> [EXERCISE]
Leaving the images out, output each entry below exactly.

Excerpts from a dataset
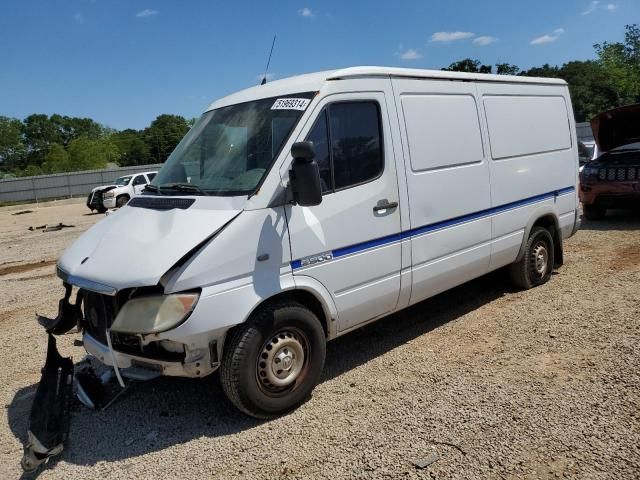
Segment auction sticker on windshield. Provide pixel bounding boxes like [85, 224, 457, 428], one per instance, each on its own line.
[271, 98, 311, 111]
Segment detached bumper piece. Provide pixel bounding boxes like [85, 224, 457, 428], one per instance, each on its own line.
[21, 334, 74, 472]
[37, 283, 83, 335]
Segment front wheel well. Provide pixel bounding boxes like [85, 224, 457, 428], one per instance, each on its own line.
[244, 290, 329, 338]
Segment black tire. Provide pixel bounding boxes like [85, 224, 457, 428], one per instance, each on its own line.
[116, 195, 130, 208]
[220, 301, 326, 419]
[509, 226, 555, 289]
[584, 204, 605, 221]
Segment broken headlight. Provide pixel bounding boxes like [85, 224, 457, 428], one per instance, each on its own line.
[110, 293, 199, 334]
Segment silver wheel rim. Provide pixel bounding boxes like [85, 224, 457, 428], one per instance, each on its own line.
[530, 241, 549, 277]
[257, 330, 307, 392]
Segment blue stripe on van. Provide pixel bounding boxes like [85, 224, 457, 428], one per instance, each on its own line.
[290, 186, 575, 270]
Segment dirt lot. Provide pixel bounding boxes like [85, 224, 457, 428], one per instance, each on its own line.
[0, 201, 638, 479]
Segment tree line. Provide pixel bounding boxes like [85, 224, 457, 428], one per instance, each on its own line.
[0, 24, 638, 179]
[0, 113, 194, 178]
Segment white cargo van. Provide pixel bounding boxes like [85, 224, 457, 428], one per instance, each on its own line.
[53, 67, 580, 418]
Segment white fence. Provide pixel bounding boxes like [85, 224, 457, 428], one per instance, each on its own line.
[0, 164, 162, 203]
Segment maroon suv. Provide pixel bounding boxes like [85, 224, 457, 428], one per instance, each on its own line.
[579, 104, 640, 220]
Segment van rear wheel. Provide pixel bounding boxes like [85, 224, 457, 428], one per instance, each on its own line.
[220, 301, 326, 418]
[509, 226, 554, 289]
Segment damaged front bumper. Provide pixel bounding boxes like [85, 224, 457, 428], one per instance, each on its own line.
[83, 331, 219, 378]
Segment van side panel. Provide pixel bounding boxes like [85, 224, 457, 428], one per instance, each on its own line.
[475, 83, 578, 270]
[392, 79, 492, 305]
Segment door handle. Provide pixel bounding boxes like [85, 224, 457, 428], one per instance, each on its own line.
[373, 200, 398, 212]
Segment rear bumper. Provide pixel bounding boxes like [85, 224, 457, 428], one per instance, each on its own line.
[83, 332, 219, 378]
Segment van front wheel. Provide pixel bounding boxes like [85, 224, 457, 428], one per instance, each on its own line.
[116, 195, 130, 208]
[220, 301, 326, 418]
[509, 226, 554, 289]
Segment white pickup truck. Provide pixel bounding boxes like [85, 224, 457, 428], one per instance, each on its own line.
[86, 171, 157, 212]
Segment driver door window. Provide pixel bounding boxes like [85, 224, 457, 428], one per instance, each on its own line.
[305, 101, 383, 194]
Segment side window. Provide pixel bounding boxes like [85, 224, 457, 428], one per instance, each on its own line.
[132, 175, 146, 186]
[146, 172, 157, 182]
[305, 101, 383, 193]
[329, 102, 383, 190]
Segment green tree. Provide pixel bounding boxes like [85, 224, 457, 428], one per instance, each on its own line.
[561, 61, 618, 120]
[144, 114, 190, 163]
[496, 63, 520, 75]
[0, 116, 26, 171]
[594, 24, 640, 107]
[18, 165, 43, 177]
[21, 114, 61, 165]
[111, 129, 151, 166]
[521, 63, 561, 78]
[67, 137, 120, 171]
[41, 144, 71, 173]
[50, 114, 106, 146]
[443, 58, 492, 73]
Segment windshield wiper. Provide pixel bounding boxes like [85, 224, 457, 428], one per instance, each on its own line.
[143, 184, 159, 193]
[158, 182, 207, 195]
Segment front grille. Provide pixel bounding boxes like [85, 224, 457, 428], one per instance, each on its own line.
[599, 167, 640, 182]
[83, 291, 119, 344]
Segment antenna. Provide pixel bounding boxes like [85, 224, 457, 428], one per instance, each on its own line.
[260, 35, 277, 85]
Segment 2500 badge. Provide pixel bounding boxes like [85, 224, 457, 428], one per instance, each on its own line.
[300, 252, 333, 267]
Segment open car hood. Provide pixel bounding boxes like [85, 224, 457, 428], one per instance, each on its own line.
[591, 103, 640, 152]
[58, 196, 244, 292]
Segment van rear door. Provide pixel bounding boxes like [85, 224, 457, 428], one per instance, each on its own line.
[286, 86, 402, 332]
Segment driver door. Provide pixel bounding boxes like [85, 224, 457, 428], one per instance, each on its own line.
[286, 87, 402, 332]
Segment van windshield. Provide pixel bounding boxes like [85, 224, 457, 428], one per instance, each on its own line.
[152, 92, 315, 196]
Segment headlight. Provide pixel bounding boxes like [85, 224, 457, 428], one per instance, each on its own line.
[110, 293, 199, 334]
[103, 191, 115, 198]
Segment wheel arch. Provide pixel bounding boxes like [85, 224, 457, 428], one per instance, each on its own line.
[233, 277, 338, 344]
[515, 208, 564, 267]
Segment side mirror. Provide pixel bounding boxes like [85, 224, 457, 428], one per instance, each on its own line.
[289, 141, 322, 207]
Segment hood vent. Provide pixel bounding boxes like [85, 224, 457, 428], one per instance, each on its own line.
[128, 197, 195, 210]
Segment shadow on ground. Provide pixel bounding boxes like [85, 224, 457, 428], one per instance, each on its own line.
[8, 269, 518, 476]
[580, 209, 640, 231]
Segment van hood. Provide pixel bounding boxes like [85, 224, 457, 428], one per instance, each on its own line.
[591, 103, 640, 152]
[58, 196, 244, 292]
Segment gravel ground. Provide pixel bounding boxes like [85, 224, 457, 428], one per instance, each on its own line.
[0, 201, 639, 479]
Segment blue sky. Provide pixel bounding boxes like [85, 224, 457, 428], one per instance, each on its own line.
[0, 0, 636, 130]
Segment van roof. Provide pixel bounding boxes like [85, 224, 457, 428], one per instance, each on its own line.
[206, 66, 567, 111]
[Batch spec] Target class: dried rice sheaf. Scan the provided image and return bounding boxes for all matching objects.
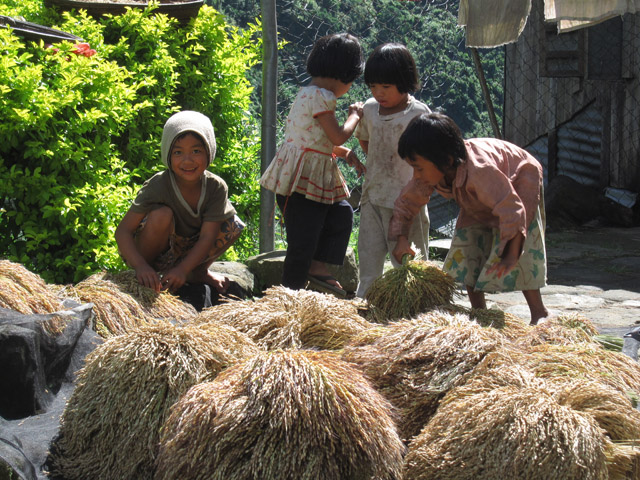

> [TASK RESPONSE]
Segment auction sticker on windshield. Provide pixel bounding boxes like [85, 224, 457, 428], one per instance, each on its own line.
[271, 98, 311, 111]
Segment detached bumper piece. Provide pixel bounding boxes like [85, 224, 457, 428], one per instance, each on its own line.
[21, 334, 74, 472]
[37, 283, 83, 335]
Segment front wheel well. Provide pixel bounding boxes like [85, 224, 457, 428], one per instance, each on its own line.
[244, 290, 329, 338]
Segment black tire. Provide pixel bounding boxes like [85, 224, 457, 428], one per instance, each on its own line.
[116, 195, 130, 208]
[220, 301, 326, 419]
[509, 226, 555, 289]
[584, 204, 605, 221]
Segment broken headlight. Provide pixel bounding boxes like [85, 224, 457, 428], one per instance, each on its own line.
[110, 293, 199, 334]
Segment silver wheel rim. Provide pixel bounding boxes like [85, 224, 457, 428], one per instance, each on its own line.
[530, 241, 549, 277]
[257, 330, 307, 392]
Segment blue stripe on van. Provide pixel bounding boxes like [85, 224, 457, 428], one per instance, each on its own line.
[290, 186, 575, 270]
Segment dirt lot. Provide pixel bounding boxes like [85, 224, 457, 428], one per instance, each on its own line.
[0, 201, 638, 479]
Segment tree line. Provide pixel bounding boxes like [85, 224, 457, 428], one per instance, each on its own line.
[0, 24, 638, 179]
[0, 113, 194, 178]
Segment white cargo van. Provide pixel bounding boxes like [85, 224, 457, 428], one per instance, each on its own line.
[53, 67, 580, 418]
Segment white fence. Provide pixel bounding boxes like [85, 224, 457, 428], one per instance, each on its own line.
[0, 164, 162, 203]
Segment maroon suv. Provide pixel bounding boxes like [85, 224, 457, 428], one per instance, each on its own line.
[579, 104, 640, 220]
Segment van rear wheel. Provide pixel bounding boxes like [85, 224, 457, 428], one per instance, each on its own line.
[220, 301, 326, 418]
[509, 226, 554, 289]
Segment damaged front bumper. Provide pixel bounding boxes like [85, 224, 457, 428], one per instance, each on its own line.
[83, 331, 219, 378]
Segment van side panel. Provide pixel bounding boxes like [85, 224, 457, 428], one per instance, each on its own line.
[475, 83, 578, 270]
[392, 79, 492, 305]
Segment door handle. Provide pixel bounding boxes like [85, 224, 457, 428], one per instance, each on its own line.
[373, 200, 398, 212]
Segment rear bumper. Provide pixel bounding boxes like [85, 224, 457, 428], one per instance, each on its own line.
[83, 332, 219, 378]
Segment van front wheel. Provide pixel bounding boxes like [85, 224, 457, 428], one per instance, each on its own line.
[116, 195, 130, 208]
[220, 301, 326, 418]
[509, 226, 554, 289]
Segment white pickup truck. Provide pixel bounding boxes like [85, 224, 457, 428], one per instance, each on its own line.
[86, 171, 157, 212]
Segment driver door window. Provide pixel bounding boxes like [85, 224, 457, 428], one per instance, each on its own line.
[305, 101, 383, 194]
Segment side window. Provide pixel bounding boxes like [85, 224, 457, 428], one per instance, each on its own line.
[132, 175, 146, 186]
[146, 172, 157, 182]
[305, 101, 383, 193]
[329, 102, 383, 190]
Segment green tree. Provide pixel bounding boxes like [85, 224, 457, 428], one per instance, each on its own line.
[561, 61, 618, 120]
[144, 114, 190, 163]
[496, 63, 520, 75]
[0, 116, 26, 171]
[594, 24, 640, 107]
[18, 165, 43, 177]
[21, 114, 61, 165]
[111, 129, 151, 166]
[521, 63, 561, 78]
[67, 137, 120, 171]
[41, 144, 71, 173]
[50, 114, 106, 146]
[443, 58, 492, 73]
Segment windshield wiper. Provide pixel bounding boxes like [85, 224, 457, 428], one per instance, each on its own line.
[143, 184, 159, 193]
[158, 182, 207, 195]
Segment front grille. Provide pixel bounding boxes like [85, 224, 457, 428], one per instance, each on its own line.
[599, 167, 640, 182]
[83, 291, 119, 344]
Segment antenna. Provide pixel bounding boxes like [85, 224, 457, 428], one per instance, each on its own line.
[260, 35, 277, 85]
Segment 2500 badge. Provide pixel bounding boxes like [85, 224, 457, 428], one per instance, each on its own line.
[300, 252, 333, 267]
Segment open car hood. Provide pixel bounding boxes like [85, 224, 457, 428], one per instance, each on its own line.
[591, 103, 640, 152]
[58, 196, 244, 292]
Segment van rear door. Provide pixel bounding boxes like [85, 224, 457, 428], one per instance, each on its own line.
[286, 86, 402, 332]
Segment driver door. Provide pixel bounding boxes like [85, 224, 457, 428], one per instance, each on its own line.
[286, 87, 402, 332]
Segment van windshield. Provide pixel bounding boxes like [85, 224, 457, 428], one per instance, each on its own line.
[152, 92, 315, 196]
Segment headlight. Provide pixel bounding boxes like [85, 224, 457, 428], one per instance, each on its own line.
[110, 293, 199, 334]
[103, 191, 115, 198]
Segment wheel arch. Provide pixel bounding boxes like [85, 224, 457, 428], one per instance, each on its own line.
[233, 277, 338, 344]
[515, 208, 564, 267]
Segment side mirror. Provide pixel bounding boxes like [85, 224, 457, 428], one per instance, each on its own line.
[289, 141, 322, 207]
Segment hood vent. Provide pixel bounding boxes like [85, 224, 457, 428], one per instance, each on its own line.
[128, 197, 195, 210]
Segment shadow on ground. Provide pixel bounding boxes like [85, 224, 457, 428], one per instance, each on its own line.
[8, 269, 518, 476]
[580, 209, 640, 231]
Segment van hood. Provide pixel bounding boxes like [85, 224, 457, 428], one per instance, each on its own line.
[591, 103, 640, 152]
[58, 196, 244, 292]
Segment gravel ground. Provide pixel bounding boxes like [85, 224, 457, 428], one per instance, each on its own line.
[0, 201, 639, 479]
Segment blue sky. Provide pixel bounding boxes like [85, 224, 457, 428], one per instance, each on its own line.
[0, 0, 636, 130]
Segment van roof. Provide pixel bounding boxes like [85, 224, 457, 428], one per instance, each on its own line.
[206, 66, 567, 111]
[Batch spec] Target class: dried rice sheaf. Scan the provided image and return bounding boxes for all matching objects.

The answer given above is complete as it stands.